Start of SOURCE PASSAGE

To avoid the risk of periodicity or anomalies on certain dates by check the percent change from the first to last date, we can take the average quarterly business for each station and then compare the Q1 to Q4 traffic to see how its changed.
# merge in station mapping to get the station for each turnstile
df = df.merge(stat_map, left_on=["C/A","UNIT"],right_on=["Booth","Remote"],how='left')
df['Entries+Exits'] = df['EntriesChange'] + df['ExitsChange']
# calculate Q1 and Q4 mean traffic for each station
q1 = (
df.loc[df["DateTime"].dt.month.isin([1, 2, 3])]
.groupby(["Station"])["Entries+Exits"]
.mean()
.to_frame("Q1Mean")
)
q4 = (
df.loc[df["DateTime"].dt.month.isin([10, 11, 12])]
.groupby(["Station"])["Entries+Exits"]
.mean()
.to_frame("Q4Mean")
)
q_df = q1.join(q4)
q_df["PercentChange"] = round(
((q_df["Q4Mean"] - q_df["Q1Mean"]) / q_df["Q1Mean"]) * 100, 3
)
Stations with largest growth in 2013
q_df.sort_values('PercentChange', ascending=False).head(3)
Q1Mean | Q4Mean | PercentChange | |
---|---|---|---|
Station | |||
BEACH 90 ST | 0.050420 | 43.670715 | 86513.585 |
AQUEDUCT TRACK | 0.370667 | 42.954366 | 11488.408 |
BEACH 44 ST | 1.610232 | 29.146561 | 1710.084 |
aqueduct_df = df.loc[df.Station == 'AQUEDUCT TRACK'].groupby(df['DateTime'].dt.month).agg({'Entries+Exits':'mean'}).rename(columns={"Entries+Exits":"Aqueduct Track"})
beach44_df = df.loc[df.Station == 'BEACH 44 ST'].groupby(df['DateTime'].dt.month).agg({'Entries+Exits':'mean'}).rename(columns={"Entries+Exits":"Beach 44 ST"})
beach90_df = df.loc[df.Station == 'BEACH 90 ST'].groupby(df['DateTime'].dt.month).agg({'Entries+Exits':'mean'}).rename(columns={"Entries+Exits":"Beach 90 ST"})
beach44_df.join(beach90_df).join(aqueduct_df).fillna(0).plot(kind='line')
Stations with largest decline in 2013
q_df.sort_values('PercentChange').head(3)
Q1Mean | Q4Mean | PercentChange | |
---|---|---|---|
Station | |||
HOWARD BCH-JFK | 118.424049 | 49.343952 | -58.333 |
WHITEHALL ST | 217.121889 | 90.847422 | -58.158 |
DYCKMAN ST | 511.564791 | 230.912285 | -54.862 |
howard_df = df.loc[df.Station == 'HOWARD BCH-JFK'].groupby(df['DateTime'].dt.month).agg({'Entries+Exits':'mean'}).rename(columns={"Entries+Exits":"Howard Beach JFK"})

End of SOURCE PASSAGE
Start of EXCERPTED RECORDS

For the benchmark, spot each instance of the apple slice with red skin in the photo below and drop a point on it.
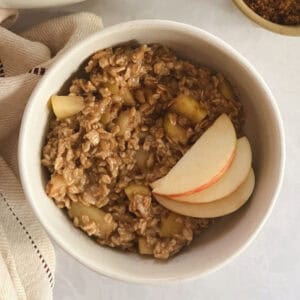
(230, 181)
(203, 164)
(221, 207)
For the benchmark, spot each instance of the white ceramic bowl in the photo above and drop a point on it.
(221, 242)
(29, 4)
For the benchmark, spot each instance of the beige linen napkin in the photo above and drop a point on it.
(27, 259)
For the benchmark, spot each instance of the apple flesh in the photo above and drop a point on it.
(213, 209)
(203, 164)
(230, 181)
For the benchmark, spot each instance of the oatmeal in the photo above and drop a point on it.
(286, 12)
(139, 109)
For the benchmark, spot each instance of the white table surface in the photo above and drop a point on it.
(270, 267)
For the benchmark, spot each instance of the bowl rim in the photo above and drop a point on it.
(164, 24)
(289, 30)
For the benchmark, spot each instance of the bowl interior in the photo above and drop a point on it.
(220, 242)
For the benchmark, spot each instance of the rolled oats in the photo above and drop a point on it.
(91, 160)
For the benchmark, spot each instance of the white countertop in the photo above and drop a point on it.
(270, 267)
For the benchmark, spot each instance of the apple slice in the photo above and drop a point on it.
(203, 164)
(230, 181)
(66, 106)
(213, 209)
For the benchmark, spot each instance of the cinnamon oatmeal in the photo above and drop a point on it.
(102, 159)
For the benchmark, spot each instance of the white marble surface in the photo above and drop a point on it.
(270, 267)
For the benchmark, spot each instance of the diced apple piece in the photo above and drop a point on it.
(66, 106)
(95, 214)
(136, 189)
(170, 225)
(142, 157)
(203, 164)
(230, 181)
(123, 121)
(113, 88)
(225, 88)
(105, 118)
(174, 131)
(144, 248)
(189, 107)
(213, 209)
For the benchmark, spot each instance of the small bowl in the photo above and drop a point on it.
(31, 4)
(281, 29)
(220, 243)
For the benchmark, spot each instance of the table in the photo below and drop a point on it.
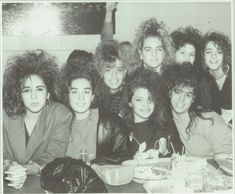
(32, 185)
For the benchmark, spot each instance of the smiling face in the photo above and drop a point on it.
(186, 53)
(34, 93)
(181, 99)
(80, 95)
(142, 105)
(113, 76)
(152, 52)
(213, 56)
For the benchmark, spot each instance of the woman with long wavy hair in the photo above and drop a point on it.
(152, 47)
(35, 124)
(217, 61)
(203, 132)
(143, 112)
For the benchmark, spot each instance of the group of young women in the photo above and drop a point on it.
(173, 90)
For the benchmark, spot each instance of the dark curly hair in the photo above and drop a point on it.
(189, 35)
(223, 43)
(78, 70)
(151, 28)
(143, 78)
(179, 76)
(19, 68)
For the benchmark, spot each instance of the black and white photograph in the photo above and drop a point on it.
(117, 96)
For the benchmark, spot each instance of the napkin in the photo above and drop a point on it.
(114, 174)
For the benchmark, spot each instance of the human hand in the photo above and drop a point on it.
(162, 146)
(16, 175)
(33, 168)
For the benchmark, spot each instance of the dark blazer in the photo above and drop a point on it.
(49, 138)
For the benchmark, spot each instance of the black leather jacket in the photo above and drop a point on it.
(112, 138)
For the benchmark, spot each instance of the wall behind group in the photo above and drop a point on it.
(201, 15)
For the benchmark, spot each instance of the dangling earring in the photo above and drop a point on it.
(48, 98)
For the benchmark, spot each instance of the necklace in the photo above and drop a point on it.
(218, 78)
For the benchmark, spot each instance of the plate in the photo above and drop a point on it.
(159, 186)
(136, 162)
(147, 173)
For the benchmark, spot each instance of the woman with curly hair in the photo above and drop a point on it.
(187, 43)
(152, 46)
(217, 61)
(95, 132)
(188, 48)
(203, 133)
(111, 67)
(143, 112)
(35, 125)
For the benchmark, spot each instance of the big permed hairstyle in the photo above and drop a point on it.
(188, 35)
(19, 68)
(70, 72)
(143, 78)
(180, 76)
(151, 28)
(106, 54)
(223, 43)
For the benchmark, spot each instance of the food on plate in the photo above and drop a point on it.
(151, 153)
(150, 173)
(159, 172)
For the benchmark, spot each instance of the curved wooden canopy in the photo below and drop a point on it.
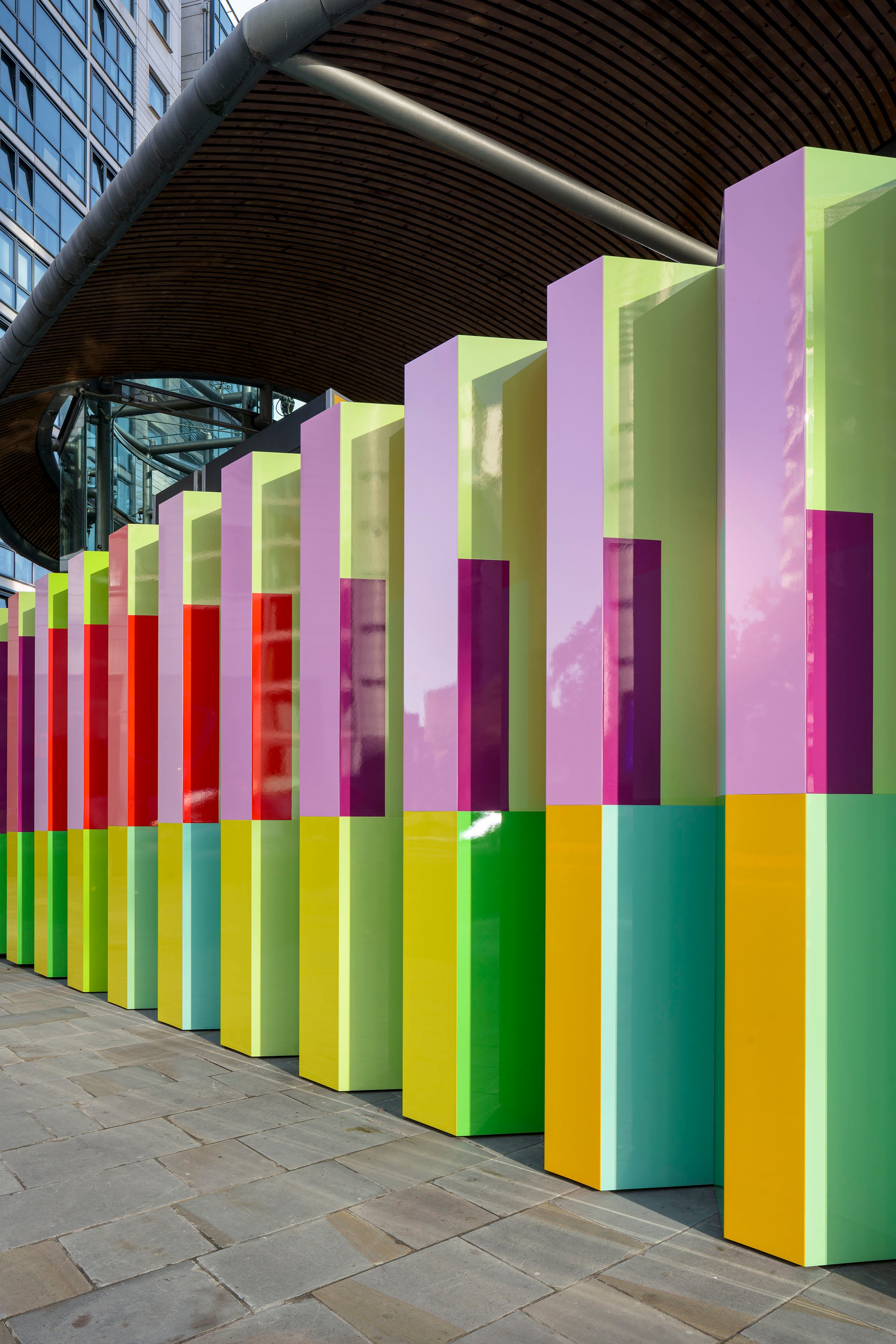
(308, 245)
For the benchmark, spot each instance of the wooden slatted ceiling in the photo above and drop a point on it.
(311, 247)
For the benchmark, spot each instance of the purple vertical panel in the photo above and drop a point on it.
(171, 660)
(633, 669)
(575, 537)
(237, 640)
(363, 698)
(765, 390)
(26, 733)
(430, 581)
(840, 645)
(483, 676)
(319, 647)
(4, 651)
(76, 796)
(42, 706)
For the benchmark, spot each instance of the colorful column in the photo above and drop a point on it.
(475, 737)
(51, 780)
(134, 765)
(21, 780)
(810, 718)
(351, 748)
(188, 820)
(4, 631)
(631, 725)
(260, 572)
(88, 770)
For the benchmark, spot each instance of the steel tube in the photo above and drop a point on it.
(495, 158)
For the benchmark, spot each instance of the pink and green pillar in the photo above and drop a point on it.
(632, 723)
(351, 748)
(809, 713)
(475, 611)
(21, 723)
(51, 816)
(260, 824)
(134, 765)
(188, 761)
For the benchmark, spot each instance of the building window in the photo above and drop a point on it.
(60, 62)
(158, 96)
(100, 178)
(222, 23)
(19, 272)
(112, 50)
(23, 33)
(109, 122)
(27, 197)
(26, 109)
(159, 15)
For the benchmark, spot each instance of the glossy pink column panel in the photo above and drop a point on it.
(765, 343)
(432, 583)
(237, 642)
(171, 662)
(319, 655)
(575, 538)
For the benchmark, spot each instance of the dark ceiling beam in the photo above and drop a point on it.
(492, 156)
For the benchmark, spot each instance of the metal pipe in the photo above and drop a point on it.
(104, 476)
(515, 167)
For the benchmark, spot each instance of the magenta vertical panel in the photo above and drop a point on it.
(26, 733)
(171, 660)
(483, 678)
(575, 537)
(840, 633)
(76, 794)
(319, 650)
(237, 642)
(633, 666)
(765, 390)
(363, 698)
(42, 706)
(430, 580)
(4, 691)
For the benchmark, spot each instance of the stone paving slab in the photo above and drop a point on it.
(266, 1206)
(37, 1276)
(137, 1245)
(167, 1307)
(163, 1189)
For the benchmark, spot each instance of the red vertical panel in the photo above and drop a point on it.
(58, 731)
(119, 792)
(143, 721)
(202, 666)
(12, 717)
(272, 706)
(96, 728)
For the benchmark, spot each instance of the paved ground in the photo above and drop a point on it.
(158, 1189)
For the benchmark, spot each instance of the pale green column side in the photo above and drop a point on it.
(660, 484)
(851, 339)
(143, 917)
(274, 937)
(861, 1029)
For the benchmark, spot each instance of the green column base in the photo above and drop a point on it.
(134, 917)
(51, 904)
(21, 898)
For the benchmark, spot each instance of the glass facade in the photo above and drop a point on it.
(113, 50)
(27, 109)
(222, 23)
(109, 122)
(151, 433)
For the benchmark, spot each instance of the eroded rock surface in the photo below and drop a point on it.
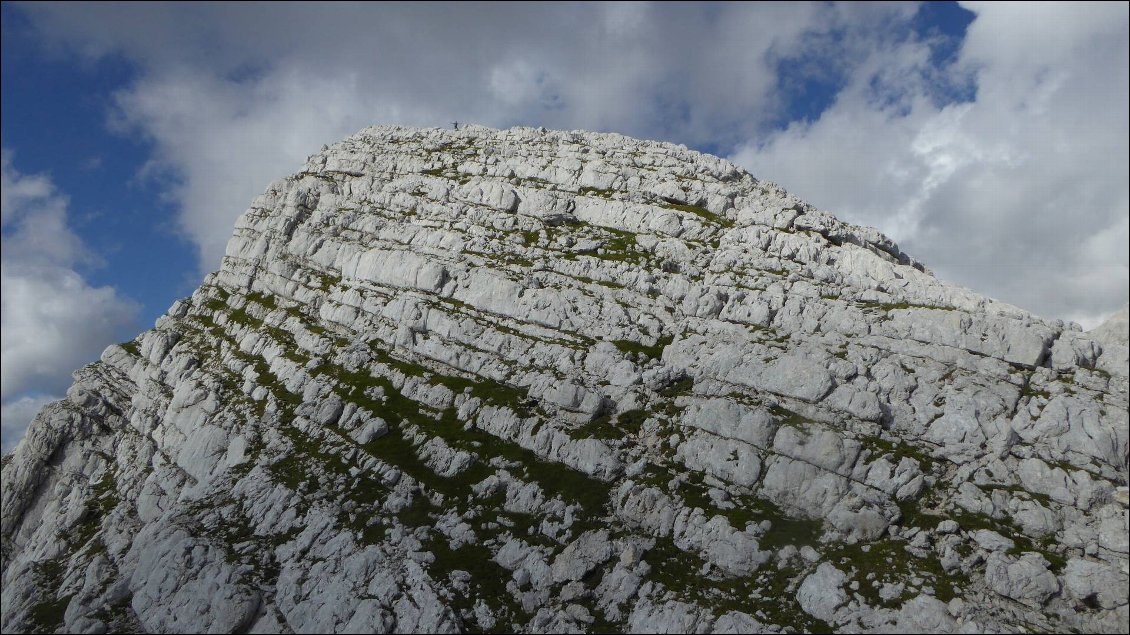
(545, 381)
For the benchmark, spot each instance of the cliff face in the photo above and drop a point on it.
(557, 381)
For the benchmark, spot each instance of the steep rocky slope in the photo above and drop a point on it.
(540, 381)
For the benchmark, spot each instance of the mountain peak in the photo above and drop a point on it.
(544, 381)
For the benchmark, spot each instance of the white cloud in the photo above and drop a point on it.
(15, 417)
(1020, 193)
(52, 320)
(236, 95)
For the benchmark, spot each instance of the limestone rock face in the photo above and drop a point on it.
(540, 381)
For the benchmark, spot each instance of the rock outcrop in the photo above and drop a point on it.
(537, 381)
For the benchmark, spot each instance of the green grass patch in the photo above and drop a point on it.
(653, 351)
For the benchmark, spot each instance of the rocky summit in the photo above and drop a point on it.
(549, 382)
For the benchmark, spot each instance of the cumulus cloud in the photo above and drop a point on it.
(235, 95)
(1005, 170)
(15, 417)
(1020, 192)
(52, 319)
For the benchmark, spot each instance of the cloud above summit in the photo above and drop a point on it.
(1002, 167)
(1019, 192)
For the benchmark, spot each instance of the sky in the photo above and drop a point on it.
(990, 140)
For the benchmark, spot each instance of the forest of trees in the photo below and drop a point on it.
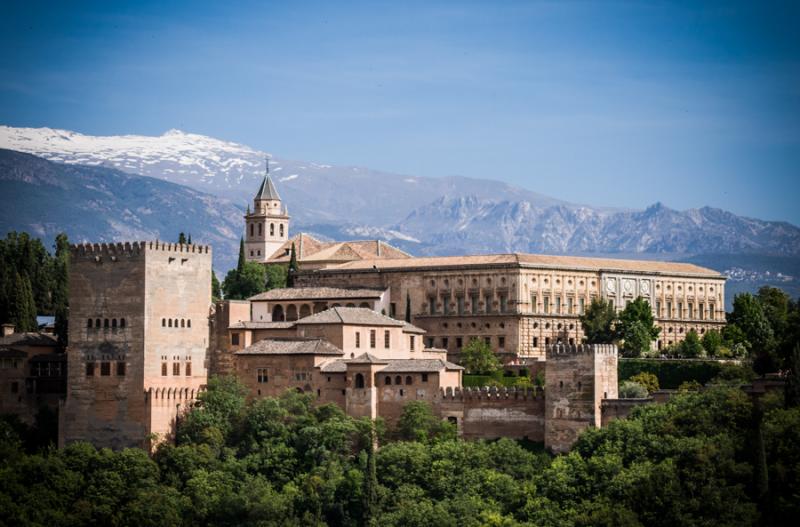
(33, 282)
(707, 457)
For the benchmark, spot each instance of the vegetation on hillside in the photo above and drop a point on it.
(704, 458)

End of EXCERPTED RECORDS

PROBLEM 1 - According to the subway traffic analysis, which station had the largest decline in 2013, and what was its percent change?
PROBLEM 2 - Reproduce the portion of the subway traffic analysis starting at "To avoid the" and ending at "how its changed.".

EXERCISE ANSWER 1 - HOWARD BCH-JFK, with a percent change of -58.333.

EXERCISE ANSWER 2 -
To avoid the risk of periodicity or anomalies on certain dates by check the percent change from the first to last date, we can take the average quarterly business for each station and then compare the Q1 to Q4 traffic to see how its changed.